▶ **Written task**
Scale the records from the line with "[tag] distant horizon" through the end of the records, both ends included. Reproduce every line, the tag lines included, with each answer coordinate multiplied by 1.4 and rounded to a whole number, halves rounding up.

▶ **Records to use**

"""

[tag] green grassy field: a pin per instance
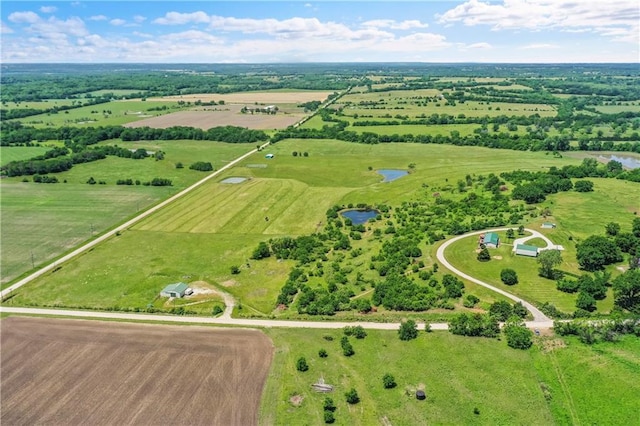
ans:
(121, 112)
(48, 219)
(586, 384)
(218, 225)
(17, 153)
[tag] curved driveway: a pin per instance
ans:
(4, 293)
(539, 319)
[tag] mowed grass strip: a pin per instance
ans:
(41, 221)
(458, 374)
(17, 153)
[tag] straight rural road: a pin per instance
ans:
(538, 316)
(223, 320)
(6, 292)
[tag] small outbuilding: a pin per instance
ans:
(525, 250)
(175, 290)
(491, 240)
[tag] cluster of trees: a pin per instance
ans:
(590, 332)
(16, 133)
(474, 324)
(60, 160)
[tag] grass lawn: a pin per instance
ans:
(219, 225)
(41, 221)
(597, 385)
(121, 112)
(48, 219)
(17, 153)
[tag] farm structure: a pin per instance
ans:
(491, 240)
(526, 250)
(175, 290)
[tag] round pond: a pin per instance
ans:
(359, 217)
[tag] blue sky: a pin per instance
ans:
(530, 31)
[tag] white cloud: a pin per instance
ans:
(4, 29)
(394, 25)
(541, 46)
(481, 45)
(595, 15)
(24, 17)
(176, 18)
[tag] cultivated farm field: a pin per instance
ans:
(199, 237)
(77, 372)
(228, 115)
(41, 221)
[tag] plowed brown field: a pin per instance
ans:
(210, 117)
(72, 372)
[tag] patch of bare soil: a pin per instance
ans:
(75, 372)
(296, 400)
(229, 283)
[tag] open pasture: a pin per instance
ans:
(263, 97)
(48, 219)
(469, 108)
(217, 226)
(114, 113)
(17, 153)
(41, 221)
(81, 372)
(224, 115)
(584, 384)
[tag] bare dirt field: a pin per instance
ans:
(250, 97)
(74, 372)
(228, 115)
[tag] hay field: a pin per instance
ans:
(251, 97)
(93, 373)
(229, 115)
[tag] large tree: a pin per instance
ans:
(626, 290)
(548, 260)
(597, 251)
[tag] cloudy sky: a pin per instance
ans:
(321, 31)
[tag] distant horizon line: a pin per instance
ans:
(323, 62)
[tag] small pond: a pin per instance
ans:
(234, 180)
(391, 175)
(359, 217)
(629, 162)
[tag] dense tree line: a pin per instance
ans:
(16, 133)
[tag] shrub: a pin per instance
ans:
(202, 166)
(408, 330)
(389, 381)
(328, 404)
(509, 276)
(328, 417)
(301, 364)
(484, 255)
(518, 336)
(352, 396)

"""

▶ **Answer to the task**
[tag] distant horizon line: a pin per instance
ans:
(452, 87)
[tag] small pond: a pin per instance
ans:
(328, 252)
(547, 245)
(503, 304)
(881, 227)
[tag] dense tree line: a pin per instance
ans:
(22, 186)
[tag] shrub: a pin per instance
ans:
(283, 232)
(571, 462)
(545, 533)
(459, 566)
(713, 386)
(459, 584)
(421, 510)
(678, 357)
(725, 470)
(493, 554)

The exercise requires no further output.